**O que fazer**
[1] Responda com base no texto sobre criptoativos:
(a) Como são chamadas genericamente as alternativas ao bitcoin?
(b) Quantos ativos compõem o HDAI?
(c) Por qual nome é conhecido o fator de risco de mercado?
[2] Dê seguimento ao texto sobre criptoativos a partir da última frase apresentada.

**Texto**
************
Porém, há boas razões para um olhar mais abrangente sobre a classe dos criptoativos.
Além do bitcoin, existem diversas outras alternativas, genericamente chamadas de “altcoins”. Cada uma delas é atrelada a um projeto que se propõe a resolver um problema relevante e que, caso seja exitoso, levará a uma valorização de muitas vezes em relação ao preço atual.
Uma lógica de investimentos análoga à dos fundos de venture capital indicaria uma aposta pulverizada, com a expectativa que a parcela de projetos bem-sucedidos garanta a rentabilidade da estratégia como um todo.
Porém, essa não é a única justificativa para não concentrar no bitcoin os investimentos em criptoativos.
Na literatura de finanças — mais especificamente, de ações — há décadas é conhecido o fenômeno chamado “size premium“. Trata-se de prêmio em termos de retorno esperado coletado pelos investidores que carregam papéis de empresas com menor “market cap”, geralmente mais arriscadas.
Algo muito parecido ocorre no mercado de criptoativos. Uma forma de mostrar esse efeito, é analisar a performance de uma carteira “long-short”, comprada nos ativos de menor “market cap” e vendida nos maiores, chamada de “size portfolio”.
O exemplo abaixo parte do universo dos quinze ativos que compõem o HDAI (Hashdex Digital Assets Index), com quatro ativos comprados e quatro vendidos (pesos iguais) e rebalanceamento semanal, juntamente com o bitcoin, para fins de comparação:
O “size portfolio” gera um retorno positivo no período analisado, mas também parece acompanhar alguns movimentos no bitcoin.
Isso ocorre porque os ativos com menor “market cap” costumam ter maior exposição ao fator de risco de mercado, conhecido como “beta”. Portanto, um financeiro equivalente vendido em ativos de alto “market cap” não consegue anular o “beta” da carteira.
************
**Dados fornecidos**
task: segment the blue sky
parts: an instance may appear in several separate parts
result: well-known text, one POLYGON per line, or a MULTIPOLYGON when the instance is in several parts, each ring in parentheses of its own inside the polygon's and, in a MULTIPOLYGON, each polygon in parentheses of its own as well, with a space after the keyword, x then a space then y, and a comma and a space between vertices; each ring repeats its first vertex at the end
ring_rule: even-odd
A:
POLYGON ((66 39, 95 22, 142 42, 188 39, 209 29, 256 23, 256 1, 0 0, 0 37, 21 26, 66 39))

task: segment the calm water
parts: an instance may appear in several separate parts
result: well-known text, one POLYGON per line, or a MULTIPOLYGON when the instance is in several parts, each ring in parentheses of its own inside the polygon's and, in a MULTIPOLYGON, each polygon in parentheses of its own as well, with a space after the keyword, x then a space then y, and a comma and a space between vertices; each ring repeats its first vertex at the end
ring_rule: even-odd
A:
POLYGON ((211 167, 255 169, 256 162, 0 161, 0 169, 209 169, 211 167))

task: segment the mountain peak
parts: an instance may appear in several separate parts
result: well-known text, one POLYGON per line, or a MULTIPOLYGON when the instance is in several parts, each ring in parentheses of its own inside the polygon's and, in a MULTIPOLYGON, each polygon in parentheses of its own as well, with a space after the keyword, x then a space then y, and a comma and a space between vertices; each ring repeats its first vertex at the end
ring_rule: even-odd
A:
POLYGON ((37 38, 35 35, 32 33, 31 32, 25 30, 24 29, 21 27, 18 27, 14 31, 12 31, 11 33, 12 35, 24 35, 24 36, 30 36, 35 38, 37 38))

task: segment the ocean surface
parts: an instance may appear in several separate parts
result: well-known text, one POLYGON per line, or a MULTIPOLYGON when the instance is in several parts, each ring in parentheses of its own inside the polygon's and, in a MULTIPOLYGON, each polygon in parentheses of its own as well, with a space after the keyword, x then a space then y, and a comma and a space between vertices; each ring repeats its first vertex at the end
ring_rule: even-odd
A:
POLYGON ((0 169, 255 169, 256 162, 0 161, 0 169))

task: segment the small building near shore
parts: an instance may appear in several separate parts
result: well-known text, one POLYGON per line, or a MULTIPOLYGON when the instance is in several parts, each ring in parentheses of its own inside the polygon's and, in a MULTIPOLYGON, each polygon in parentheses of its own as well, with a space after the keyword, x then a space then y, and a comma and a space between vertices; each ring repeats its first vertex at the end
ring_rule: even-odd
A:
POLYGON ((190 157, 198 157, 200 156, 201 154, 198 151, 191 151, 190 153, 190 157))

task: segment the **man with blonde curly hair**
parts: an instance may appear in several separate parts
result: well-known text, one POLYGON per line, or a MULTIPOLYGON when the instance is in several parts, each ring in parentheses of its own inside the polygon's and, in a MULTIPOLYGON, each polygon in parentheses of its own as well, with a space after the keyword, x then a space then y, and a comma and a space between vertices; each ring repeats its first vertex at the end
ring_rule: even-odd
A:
************
**Respostas aos problemas**
[1]
(a) “Altcoins”.
(b) Quinze.
(c) “Beta”.

[2]
Utilizando o HDAI como “benchmark” de mercado de criptoativos, o “beta” estimado para o “size portfolio” foi de quase 40%. A hipótese de que o “alpha”, parcela do retorno não relacionada à exposição ao fator de mercado, seja menor ou igual a zero é rejeitada ao nível de significância de 5%, o que constitui uma forte evidência de que há um “size premium” em criptoativos.
Outra manifestação do “size premium“ pode ser observada pela comparação do “alpha” de cada criptoativo com o respectivo “market cap” na data de início da análise, em dezembro de 2018. O gráfico abaixo traz essa perspectiva.
O “alpha” médio dos tercis aumenta à medida que o “market cap” diminui. Dentre os quatro ativos que apresentaram os maiores “alphas”, três estão entre o um terço com menor “market cap” inicial. Na outra ponta, o único “alpha” negativo registrado foi para o stellar lumens (XLM), o quarto maior ativo no começo da análise.
Da mesma forma que acontece no mercado acionário, os criptoativos de menor “market cap” tendem a ser mais voláteis. Porém, carregá-los não necessariamente acarreta em um risco maior, uma vez que o efeito diversificação pode mitigar esse problema.
De fato, no período da análise, o HDAI apresentou uma volatilidade praticamente igual à do bitcoin: 81% contra 79%. Ou seja, é possível coletar “size premium” sem incorrer em um risco substancialmente maior que o do bitcoin.
Em resumo, o panorama de investimentos acarretado pela pandemia de coronavírus exige uma nova abordagem na construção de portfólios.
Uma alocação do bitcoin pode ser muito positiva para as carteiras, sem dúvida. Porém, uma alocação mais diversificada na classe dos criptoativos tem o potencial de trazer retornos ainda maiores, sem necessariamente aumentar o risco.
A maioria dos investidores ainda tem um conhecimento limitado sobre os criptoativos, especialmente as altcoins. Isso não é motivo, porém, para achar que são monstros de ficção científica ou coisa que o valha. Preconceitos dessa natureza têm custado caro.
João Marco Braga da Cunha é Bacharel e Mestre em Economia, pela PUC-Rio e pela EPGE-FGV, respectivamente, e Mestre e Doutor em Engenharia Elétrica, também pela PUC-Rio. Há mais de uma década no mercado financeiro, já trabalhou nas áreas de quant trading, private equity, risco de mercado, pesquisa macroeconômica e gestão de portfólios, posição que atualmente ocupa na Hashdex.